### THE PROBLEM
Write out again only the lines running from the one that contains "Each instance receives exactly one keypoint. Mark the kitchen" to the end of the records below, including both the first and the last.
═════ DATA ENTRIES
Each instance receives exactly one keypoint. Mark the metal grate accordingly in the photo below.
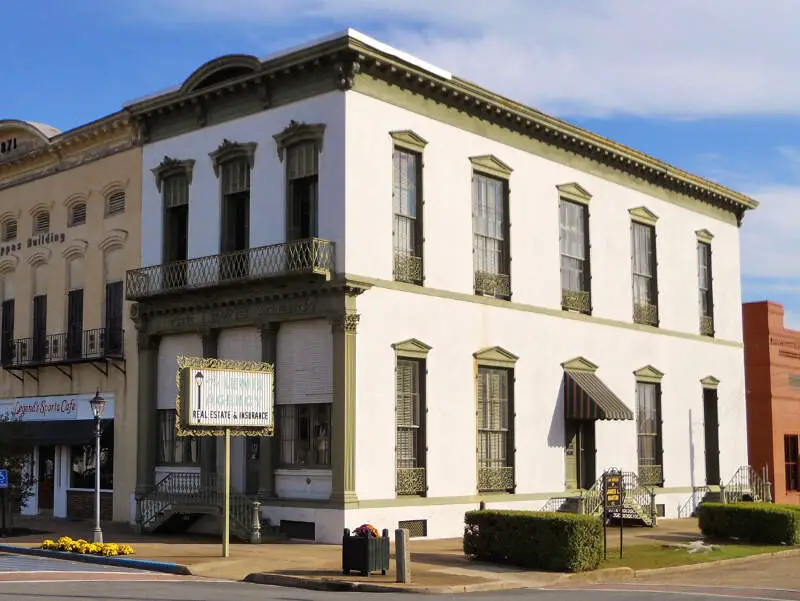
(299, 530)
(416, 528)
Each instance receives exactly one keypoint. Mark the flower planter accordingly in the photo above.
(365, 554)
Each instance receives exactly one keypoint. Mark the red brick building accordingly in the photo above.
(772, 371)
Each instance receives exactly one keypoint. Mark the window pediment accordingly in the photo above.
(496, 356)
(171, 166)
(409, 140)
(491, 165)
(575, 192)
(297, 132)
(412, 348)
(579, 364)
(648, 373)
(229, 150)
(643, 215)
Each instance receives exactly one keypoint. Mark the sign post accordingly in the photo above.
(218, 397)
(613, 498)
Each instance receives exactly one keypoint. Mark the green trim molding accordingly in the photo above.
(515, 306)
(495, 356)
(643, 215)
(579, 364)
(574, 192)
(411, 348)
(649, 374)
(409, 140)
(490, 165)
(704, 236)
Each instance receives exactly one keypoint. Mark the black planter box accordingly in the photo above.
(365, 555)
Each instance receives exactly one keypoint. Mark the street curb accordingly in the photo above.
(120, 562)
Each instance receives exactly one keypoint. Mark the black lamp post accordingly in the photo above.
(198, 378)
(98, 404)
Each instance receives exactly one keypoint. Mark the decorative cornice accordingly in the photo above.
(574, 192)
(579, 364)
(704, 236)
(171, 166)
(76, 250)
(113, 239)
(409, 140)
(297, 132)
(411, 348)
(491, 165)
(231, 150)
(643, 215)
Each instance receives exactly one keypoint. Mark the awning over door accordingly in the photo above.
(586, 397)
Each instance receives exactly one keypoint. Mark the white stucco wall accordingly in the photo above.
(535, 271)
(267, 196)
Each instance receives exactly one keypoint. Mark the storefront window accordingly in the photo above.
(174, 449)
(83, 462)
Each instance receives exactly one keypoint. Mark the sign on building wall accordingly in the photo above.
(226, 397)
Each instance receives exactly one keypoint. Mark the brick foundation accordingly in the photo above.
(80, 505)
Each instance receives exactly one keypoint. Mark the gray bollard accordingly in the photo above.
(402, 551)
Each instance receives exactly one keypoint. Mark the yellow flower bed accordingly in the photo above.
(65, 543)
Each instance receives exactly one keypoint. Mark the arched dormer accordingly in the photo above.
(219, 70)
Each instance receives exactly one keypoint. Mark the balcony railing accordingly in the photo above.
(81, 346)
(308, 256)
(496, 479)
(407, 267)
(411, 481)
(576, 300)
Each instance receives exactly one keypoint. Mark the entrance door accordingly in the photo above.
(580, 454)
(711, 426)
(46, 478)
(251, 466)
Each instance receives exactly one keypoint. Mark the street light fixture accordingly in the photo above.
(98, 404)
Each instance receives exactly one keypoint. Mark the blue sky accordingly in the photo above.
(708, 85)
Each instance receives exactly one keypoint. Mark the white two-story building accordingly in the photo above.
(465, 299)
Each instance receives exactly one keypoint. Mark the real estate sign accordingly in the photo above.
(226, 398)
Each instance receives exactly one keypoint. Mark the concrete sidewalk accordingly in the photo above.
(437, 565)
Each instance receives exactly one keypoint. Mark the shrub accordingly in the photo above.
(754, 522)
(544, 541)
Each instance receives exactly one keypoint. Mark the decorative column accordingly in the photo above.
(343, 412)
(147, 415)
(208, 444)
(268, 445)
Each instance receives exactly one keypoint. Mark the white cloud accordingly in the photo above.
(682, 58)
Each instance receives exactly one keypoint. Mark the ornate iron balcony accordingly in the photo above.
(493, 284)
(499, 479)
(308, 256)
(407, 267)
(706, 325)
(645, 313)
(576, 300)
(64, 348)
(411, 481)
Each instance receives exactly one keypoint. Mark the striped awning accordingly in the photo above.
(586, 397)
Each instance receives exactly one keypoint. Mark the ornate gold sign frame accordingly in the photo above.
(207, 363)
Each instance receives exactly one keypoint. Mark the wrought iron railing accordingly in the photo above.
(493, 284)
(407, 267)
(645, 313)
(496, 479)
(576, 300)
(748, 484)
(706, 325)
(307, 256)
(411, 481)
(65, 347)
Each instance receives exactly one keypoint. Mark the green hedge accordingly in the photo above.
(558, 542)
(752, 522)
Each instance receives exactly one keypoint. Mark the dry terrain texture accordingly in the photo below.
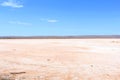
(60, 59)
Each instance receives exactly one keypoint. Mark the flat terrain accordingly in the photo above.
(60, 59)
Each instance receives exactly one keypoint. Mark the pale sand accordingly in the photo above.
(61, 59)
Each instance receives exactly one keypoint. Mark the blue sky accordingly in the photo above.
(59, 17)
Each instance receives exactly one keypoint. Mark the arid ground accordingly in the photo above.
(60, 59)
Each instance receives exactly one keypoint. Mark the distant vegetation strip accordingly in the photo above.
(61, 37)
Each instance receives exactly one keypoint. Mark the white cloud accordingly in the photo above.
(49, 20)
(12, 3)
(20, 23)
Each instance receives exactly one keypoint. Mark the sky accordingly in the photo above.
(59, 17)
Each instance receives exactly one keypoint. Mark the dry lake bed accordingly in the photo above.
(59, 59)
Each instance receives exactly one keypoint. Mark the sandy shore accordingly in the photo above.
(60, 59)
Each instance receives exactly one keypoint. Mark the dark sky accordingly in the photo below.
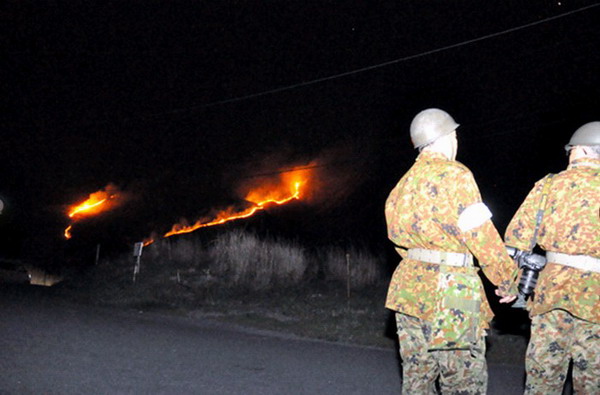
(177, 102)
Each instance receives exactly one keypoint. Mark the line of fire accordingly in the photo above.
(261, 193)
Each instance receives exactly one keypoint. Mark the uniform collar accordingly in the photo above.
(585, 162)
(431, 156)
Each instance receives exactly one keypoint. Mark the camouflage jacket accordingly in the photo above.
(570, 225)
(424, 211)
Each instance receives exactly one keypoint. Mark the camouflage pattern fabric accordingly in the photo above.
(571, 225)
(557, 337)
(459, 371)
(422, 211)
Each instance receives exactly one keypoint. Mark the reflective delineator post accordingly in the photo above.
(137, 253)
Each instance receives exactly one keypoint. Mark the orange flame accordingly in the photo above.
(97, 202)
(287, 187)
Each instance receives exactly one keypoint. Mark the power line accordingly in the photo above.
(388, 63)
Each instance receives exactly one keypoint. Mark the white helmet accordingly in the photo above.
(588, 134)
(429, 125)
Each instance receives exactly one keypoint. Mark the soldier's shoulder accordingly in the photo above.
(458, 167)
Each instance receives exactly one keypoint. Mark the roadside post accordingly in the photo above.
(137, 254)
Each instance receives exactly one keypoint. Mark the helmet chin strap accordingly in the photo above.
(444, 145)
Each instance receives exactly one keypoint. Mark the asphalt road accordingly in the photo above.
(53, 346)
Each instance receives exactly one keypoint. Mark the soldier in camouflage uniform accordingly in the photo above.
(565, 309)
(437, 221)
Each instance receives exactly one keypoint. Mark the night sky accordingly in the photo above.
(178, 102)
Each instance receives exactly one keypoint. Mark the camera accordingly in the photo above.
(531, 264)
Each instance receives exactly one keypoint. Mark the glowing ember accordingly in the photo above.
(97, 202)
(284, 188)
(230, 214)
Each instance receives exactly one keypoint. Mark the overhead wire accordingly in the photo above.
(388, 63)
(351, 72)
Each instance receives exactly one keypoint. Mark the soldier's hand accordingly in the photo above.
(505, 298)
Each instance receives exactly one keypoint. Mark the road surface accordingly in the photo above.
(53, 346)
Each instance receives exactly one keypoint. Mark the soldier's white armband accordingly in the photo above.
(473, 217)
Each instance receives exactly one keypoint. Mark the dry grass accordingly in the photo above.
(244, 260)
(265, 283)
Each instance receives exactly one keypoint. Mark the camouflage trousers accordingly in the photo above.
(556, 338)
(459, 371)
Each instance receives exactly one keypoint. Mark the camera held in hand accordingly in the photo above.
(531, 265)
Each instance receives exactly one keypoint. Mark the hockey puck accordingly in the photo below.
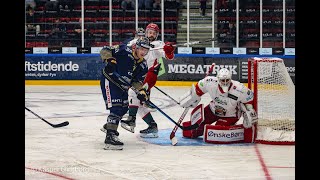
(174, 141)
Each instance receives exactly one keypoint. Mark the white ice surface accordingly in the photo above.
(76, 151)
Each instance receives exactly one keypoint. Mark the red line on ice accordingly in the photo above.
(264, 167)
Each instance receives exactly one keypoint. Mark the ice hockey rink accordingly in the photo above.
(76, 151)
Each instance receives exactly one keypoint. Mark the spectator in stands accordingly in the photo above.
(203, 7)
(57, 33)
(66, 4)
(145, 4)
(231, 34)
(128, 5)
(157, 4)
(31, 23)
(52, 5)
(30, 4)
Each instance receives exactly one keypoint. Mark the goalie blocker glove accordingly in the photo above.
(190, 99)
(249, 115)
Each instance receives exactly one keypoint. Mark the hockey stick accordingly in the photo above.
(185, 44)
(173, 139)
(52, 125)
(194, 126)
(166, 95)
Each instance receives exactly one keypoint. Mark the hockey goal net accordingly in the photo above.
(274, 100)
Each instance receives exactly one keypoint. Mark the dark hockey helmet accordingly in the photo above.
(143, 42)
(140, 32)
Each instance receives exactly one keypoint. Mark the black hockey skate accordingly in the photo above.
(150, 132)
(113, 142)
(129, 124)
(104, 128)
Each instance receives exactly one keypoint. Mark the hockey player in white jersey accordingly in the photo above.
(136, 105)
(230, 100)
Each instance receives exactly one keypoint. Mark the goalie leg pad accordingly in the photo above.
(227, 121)
(190, 133)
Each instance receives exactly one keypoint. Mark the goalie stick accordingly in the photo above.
(194, 126)
(173, 139)
(186, 44)
(52, 125)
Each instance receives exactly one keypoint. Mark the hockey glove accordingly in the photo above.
(142, 95)
(111, 65)
(105, 53)
(168, 49)
(156, 68)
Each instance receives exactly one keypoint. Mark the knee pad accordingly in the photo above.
(133, 100)
(143, 111)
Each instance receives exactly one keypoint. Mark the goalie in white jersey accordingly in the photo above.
(136, 105)
(230, 100)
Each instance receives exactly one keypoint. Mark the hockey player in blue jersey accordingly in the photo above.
(130, 64)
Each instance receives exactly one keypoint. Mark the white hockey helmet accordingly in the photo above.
(224, 79)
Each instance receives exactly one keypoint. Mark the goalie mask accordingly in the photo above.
(224, 79)
(153, 34)
(140, 32)
(142, 47)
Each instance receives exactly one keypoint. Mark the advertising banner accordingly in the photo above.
(63, 67)
(88, 67)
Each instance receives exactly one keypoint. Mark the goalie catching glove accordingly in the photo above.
(168, 49)
(249, 115)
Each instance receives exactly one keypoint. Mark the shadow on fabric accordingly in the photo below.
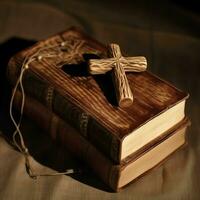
(47, 153)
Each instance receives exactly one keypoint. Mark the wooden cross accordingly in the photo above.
(120, 65)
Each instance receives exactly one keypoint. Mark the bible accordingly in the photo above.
(64, 86)
(116, 176)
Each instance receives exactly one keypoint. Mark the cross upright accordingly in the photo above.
(120, 65)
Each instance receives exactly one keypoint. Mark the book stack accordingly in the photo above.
(79, 110)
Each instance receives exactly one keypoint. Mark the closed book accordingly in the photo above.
(87, 102)
(114, 175)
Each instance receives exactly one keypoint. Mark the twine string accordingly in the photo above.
(38, 55)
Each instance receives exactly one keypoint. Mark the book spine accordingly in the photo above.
(90, 128)
(69, 138)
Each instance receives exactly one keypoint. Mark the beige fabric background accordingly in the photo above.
(166, 33)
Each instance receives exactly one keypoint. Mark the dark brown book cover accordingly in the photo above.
(64, 134)
(88, 102)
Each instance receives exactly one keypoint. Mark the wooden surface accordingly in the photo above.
(167, 35)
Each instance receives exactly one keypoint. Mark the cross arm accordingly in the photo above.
(130, 64)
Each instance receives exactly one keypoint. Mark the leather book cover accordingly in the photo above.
(65, 135)
(88, 102)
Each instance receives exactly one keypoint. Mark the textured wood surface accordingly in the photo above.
(171, 44)
(152, 95)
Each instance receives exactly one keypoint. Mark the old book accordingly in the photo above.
(88, 102)
(115, 176)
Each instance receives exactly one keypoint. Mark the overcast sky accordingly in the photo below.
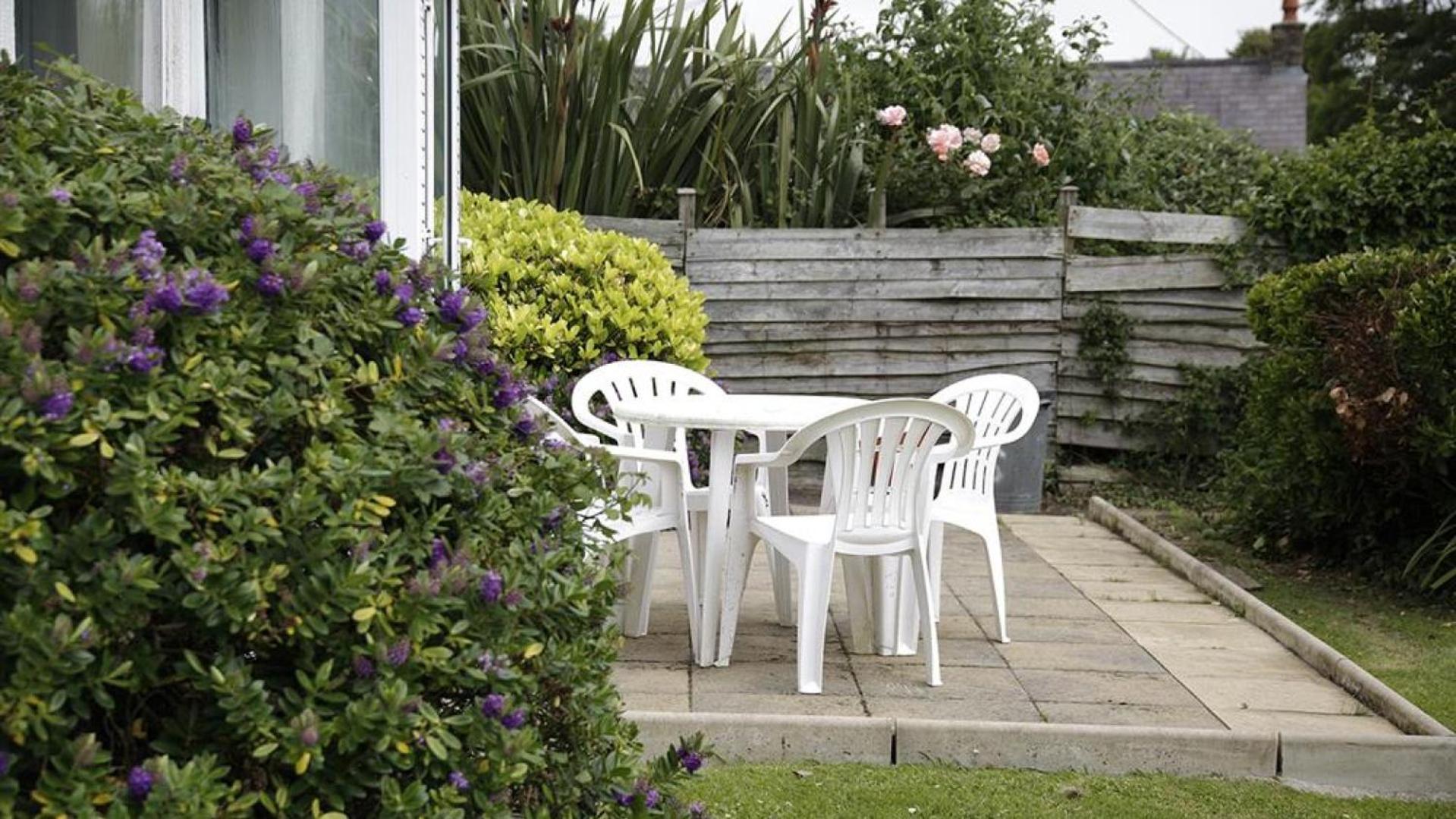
(1212, 27)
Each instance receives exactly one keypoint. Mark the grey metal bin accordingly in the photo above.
(1023, 464)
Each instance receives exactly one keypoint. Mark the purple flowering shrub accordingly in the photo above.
(272, 533)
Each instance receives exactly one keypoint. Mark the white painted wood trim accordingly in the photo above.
(174, 55)
(8, 28)
(404, 133)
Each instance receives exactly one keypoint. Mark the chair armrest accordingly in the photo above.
(665, 457)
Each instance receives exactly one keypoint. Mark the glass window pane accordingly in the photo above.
(102, 35)
(306, 67)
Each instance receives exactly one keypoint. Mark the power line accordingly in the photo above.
(1162, 25)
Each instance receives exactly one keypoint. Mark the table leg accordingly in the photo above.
(715, 543)
(779, 505)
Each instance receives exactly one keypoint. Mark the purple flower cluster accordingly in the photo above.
(147, 253)
(492, 706)
(690, 760)
(398, 654)
(178, 169)
(143, 356)
(139, 783)
(363, 668)
(57, 405)
(491, 587)
(649, 796)
(197, 291)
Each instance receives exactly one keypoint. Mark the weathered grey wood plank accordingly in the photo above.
(1101, 435)
(1124, 410)
(942, 345)
(877, 362)
(1105, 274)
(712, 271)
(731, 332)
(787, 245)
(1140, 391)
(1171, 354)
(1150, 226)
(887, 290)
(876, 310)
(877, 388)
(1167, 313)
(1145, 373)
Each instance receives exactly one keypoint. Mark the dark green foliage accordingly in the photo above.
(992, 66)
(1362, 190)
(1188, 432)
(1254, 44)
(1348, 441)
(1394, 60)
(1104, 335)
(274, 553)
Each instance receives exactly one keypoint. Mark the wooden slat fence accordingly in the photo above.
(1183, 309)
(903, 312)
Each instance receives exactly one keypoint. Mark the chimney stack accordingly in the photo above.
(1289, 36)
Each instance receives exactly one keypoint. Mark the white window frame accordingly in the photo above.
(175, 74)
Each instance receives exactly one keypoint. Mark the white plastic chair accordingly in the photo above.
(888, 450)
(662, 476)
(1001, 408)
(632, 378)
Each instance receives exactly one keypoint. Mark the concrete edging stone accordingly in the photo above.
(1327, 661)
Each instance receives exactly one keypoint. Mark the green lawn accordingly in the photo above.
(1405, 641)
(823, 792)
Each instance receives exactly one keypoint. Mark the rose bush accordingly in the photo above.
(274, 535)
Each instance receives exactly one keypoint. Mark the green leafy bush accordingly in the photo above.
(1360, 190)
(1348, 443)
(562, 297)
(274, 537)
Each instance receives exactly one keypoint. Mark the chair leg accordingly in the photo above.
(689, 557)
(640, 585)
(932, 643)
(816, 576)
(935, 551)
(993, 562)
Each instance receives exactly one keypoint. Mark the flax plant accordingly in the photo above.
(611, 108)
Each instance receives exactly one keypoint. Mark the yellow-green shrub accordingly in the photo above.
(564, 297)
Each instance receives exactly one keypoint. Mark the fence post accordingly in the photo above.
(879, 207)
(687, 214)
(1066, 199)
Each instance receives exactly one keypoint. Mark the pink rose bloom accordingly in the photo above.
(979, 163)
(892, 117)
(944, 142)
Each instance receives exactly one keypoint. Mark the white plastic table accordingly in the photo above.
(725, 416)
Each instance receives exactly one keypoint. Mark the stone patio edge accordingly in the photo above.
(1413, 767)
(1327, 661)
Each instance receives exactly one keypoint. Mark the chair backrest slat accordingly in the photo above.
(625, 380)
(1001, 408)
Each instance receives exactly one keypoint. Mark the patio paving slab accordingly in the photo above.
(1101, 635)
(1104, 687)
(1102, 713)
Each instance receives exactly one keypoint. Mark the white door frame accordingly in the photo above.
(175, 74)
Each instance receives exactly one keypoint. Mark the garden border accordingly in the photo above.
(1327, 661)
(1413, 767)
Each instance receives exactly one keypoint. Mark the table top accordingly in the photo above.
(741, 410)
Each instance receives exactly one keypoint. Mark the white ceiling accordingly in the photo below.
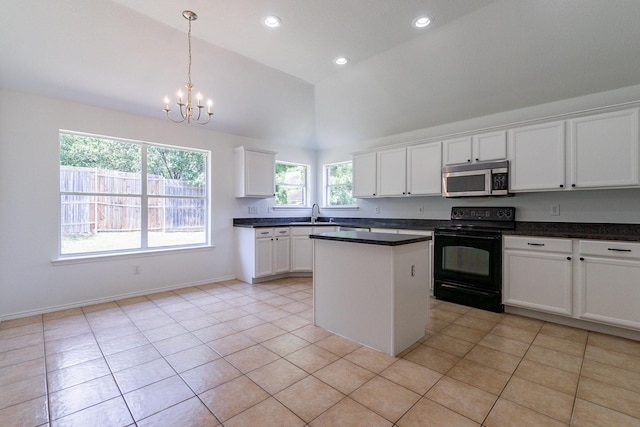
(479, 57)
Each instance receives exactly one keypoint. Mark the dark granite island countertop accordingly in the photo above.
(382, 239)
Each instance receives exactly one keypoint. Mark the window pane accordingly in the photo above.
(291, 184)
(339, 173)
(290, 195)
(174, 172)
(176, 221)
(97, 165)
(341, 195)
(99, 223)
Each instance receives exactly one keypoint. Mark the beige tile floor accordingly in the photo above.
(235, 354)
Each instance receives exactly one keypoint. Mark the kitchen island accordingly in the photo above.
(372, 287)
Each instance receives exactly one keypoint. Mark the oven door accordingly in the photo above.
(473, 260)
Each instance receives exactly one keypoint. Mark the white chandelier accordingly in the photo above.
(187, 111)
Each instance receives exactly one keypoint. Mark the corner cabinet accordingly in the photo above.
(255, 172)
(609, 282)
(604, 150)
(538, 274)
(364, 175)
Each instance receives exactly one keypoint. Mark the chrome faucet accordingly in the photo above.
(315, 212)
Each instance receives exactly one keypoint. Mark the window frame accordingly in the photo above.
(327, 186)
(143, 197)
(305, 187)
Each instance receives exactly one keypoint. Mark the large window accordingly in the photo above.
(338, 184)
(120, 196)
(291, 184)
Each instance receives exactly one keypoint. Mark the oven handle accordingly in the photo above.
(466, 236)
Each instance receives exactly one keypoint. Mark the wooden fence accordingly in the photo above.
(95, 213)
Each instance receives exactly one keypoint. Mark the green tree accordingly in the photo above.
(104, 153)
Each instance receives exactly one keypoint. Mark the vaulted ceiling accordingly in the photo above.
(478, 57)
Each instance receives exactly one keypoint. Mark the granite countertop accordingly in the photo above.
(566, 230)
(366, 237)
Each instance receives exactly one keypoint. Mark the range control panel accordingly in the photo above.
(484, 214)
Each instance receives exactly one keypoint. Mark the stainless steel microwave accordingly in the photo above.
(477, 179)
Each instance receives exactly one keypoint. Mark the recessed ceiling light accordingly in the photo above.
(272, 21)
(421, 22)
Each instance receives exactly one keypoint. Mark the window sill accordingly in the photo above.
(350, 208)
(81, 259)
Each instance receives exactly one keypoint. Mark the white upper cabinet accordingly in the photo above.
══════════
### TASK RESULT
Each instance receives exactly one keypoint. Mark the kitchen island accordingly in the photo above.
(372, 287)
Each instance receives exactly one keypoint. Mark the oven door accordingly in the photo above.
(473, 260)
Each instance receives exactly one keypoint. Mark the white chandelier accordingly in the photo above.
(187, 111)
Each instance receives exactly one keypoint. Mark the corner cabinet accordingly in the photo above.
(255, 172)
(609, 282)
(604, 150)
(538, 274)
(364, 175)
Each instance receives exactly one keypoint. Mark the chrome faucet accordingly in the photo above.
(315, 212)
Each instance receives exactly one keypoint. Mark the window frame accordingly in the photo above.
(327, 186)
(143, 197)
(305, 187)
Each instance receives exactly one keypoint. Mark the large window accordingly in the photo above.
(338, 184)
(120, 196)
(291, 184)
Each instance receives exactly one keypoint. Mark the oven handle accordingly in the photo above.
(466, 236)
Each instance receives exactly one keypoint. Mark the wooden fence accordingly in the photo above.
(95, 213)
Each instance receives exactly one keypoint. Mark the green tree accordingly in the photo above.
(104, 153)
Each instance receives exactly one keypoint. Mark the vaulted ceiling accordingly in the photo above.
(478, 57)
Each instance receives exactly one keypoint. Mark the granite countertop accordingly in the photo above.
(566, 230)
(366, 237)
Each instance receives exactly one keypoint. Mark the range control panel accordingly in the photo above.
(484, 214)
Each instance receives exactly one keypoint. Mark the stainless steel microwave accordingly in the photo above.
(477, 179)
Each instance receives exactly one keypoint. Mark the recessed ceiling light accordingly in the photo above.
(272, 21)
(421, 22)
Each instance receives exactly one keypoint. Mark the window sill accordingly in the photo above.
(350, 208)
(81, 259)
Each instance receives exactly one keypoint. Mark the white upper cabinet accordingly in the photo above.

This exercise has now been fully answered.